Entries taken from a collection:
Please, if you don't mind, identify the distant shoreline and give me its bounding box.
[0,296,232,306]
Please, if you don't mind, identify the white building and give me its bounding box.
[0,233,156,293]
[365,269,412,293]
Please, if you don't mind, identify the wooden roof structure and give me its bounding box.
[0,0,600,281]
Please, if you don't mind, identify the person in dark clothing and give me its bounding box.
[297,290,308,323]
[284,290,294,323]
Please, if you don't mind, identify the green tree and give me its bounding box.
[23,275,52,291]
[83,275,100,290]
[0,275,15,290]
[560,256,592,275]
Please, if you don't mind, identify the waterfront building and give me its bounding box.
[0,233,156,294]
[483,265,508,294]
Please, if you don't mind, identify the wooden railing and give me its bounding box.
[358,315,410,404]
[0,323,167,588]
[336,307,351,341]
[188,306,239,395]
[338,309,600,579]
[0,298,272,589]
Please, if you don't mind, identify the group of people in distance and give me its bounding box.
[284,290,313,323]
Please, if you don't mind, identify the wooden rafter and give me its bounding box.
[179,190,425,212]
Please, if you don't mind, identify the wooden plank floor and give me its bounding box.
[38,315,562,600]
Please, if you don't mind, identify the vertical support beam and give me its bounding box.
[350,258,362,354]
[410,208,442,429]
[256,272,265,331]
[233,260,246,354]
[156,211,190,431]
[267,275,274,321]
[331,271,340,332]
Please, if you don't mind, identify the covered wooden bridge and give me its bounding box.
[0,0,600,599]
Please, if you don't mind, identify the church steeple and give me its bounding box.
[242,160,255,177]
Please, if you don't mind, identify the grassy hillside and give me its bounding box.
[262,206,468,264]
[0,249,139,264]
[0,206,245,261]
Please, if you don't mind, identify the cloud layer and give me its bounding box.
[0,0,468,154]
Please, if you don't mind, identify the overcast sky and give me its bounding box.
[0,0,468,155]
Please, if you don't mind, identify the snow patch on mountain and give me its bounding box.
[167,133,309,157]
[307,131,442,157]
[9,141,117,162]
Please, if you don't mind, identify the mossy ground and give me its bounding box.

What this task involves: Put every line of the listing above into a numbered list, leaving out any blank lines.

Written answer:
1. Please, if you don't mind, identify the distant shoreline and give me its bounding box.
2. [0,296,232,306]
3. Please, if you don't mind, identify the white building and give me its bounding box.
4. [0,233,156,293]
5. [365,269,412,293]
6. Please, if you don't mind, identify the wooden roof structure and give me its bounding box.
7. [0,0,600,281]
8. Please, if you don't mind, identify the person in dark clothing and give me its bounding box.
9. [297,290,308,323]
10. [284,290,294,323]
11. Please, if you don't mind, identify the green tree and give me its bounding box.
12. [23,275,52,291]
13. [83,275,100,290]
14. [0,275,15,290]
15. [560,256,592,275]
16. Please, if you don't mind, identify the waterfront building and give me its bounding box.
17. [0,233,156,294]
18. [483,265,508,294]
19. Please, if you don't mind, identify the wooden railing and give me its bounding box.
20. [358,315,410,404]
21. [0,323,167,588]
22. [336,307,351,341]
23. [188,306,239,395]
24. [338,309,600,579]
25. [0,298,272,589]
26. Please, if you don't mind, identify the group of people in distance and give me its bounding box.
27. [284,290,313,323]
28. Please, if you don't mind, identify the wooden rafter and give me its bounding box.
29. [179,190,425,212]
30. Please, if you don't mind, identify the wooden plank floor and give me its bounding box.
31. [38,315,562,600]
32. Please, if you don't mind, identify the vertical support beam and give me its bounding box.
33. [350,258,362,354]
34. [410,208,442,429]
35. [256,272,265,331]
36. [233,260,246,354]
37. [156,211,190,431]
38. [267,275,274,321]
39. [331,271,340,332]
40. Please, if you don't mind, identify the covered wooden bridge and give me its bounding box.
41. [0,0,600,599]
42. Please, if you don't mind, identify the church steeple and give me its bounding box.
43. [242,160,255,177]
44. Please, if you don't mind, identify the grassy hillside and give me its bounding box.
45. [262,206,468,264]
46. [0,249,139,264]
47. [0,206,245,261]
48. Please, if you don't mind, identify the cloud layer and give me its bounding box.
49. [0,0,468,154]
50. Please, if you don't mind, identify the overcast sky and give me its bounding box.
51. [0,0,468,155]
52. Please, if you don't mind, identify the snow patch on mountain and give me its bounding box.
53. [167,133,309,157]
54. [307,131,442,157]
55. [9,141,117,162]
56. Please, if you don't mind, identify the mossy ground and give me its bounding box.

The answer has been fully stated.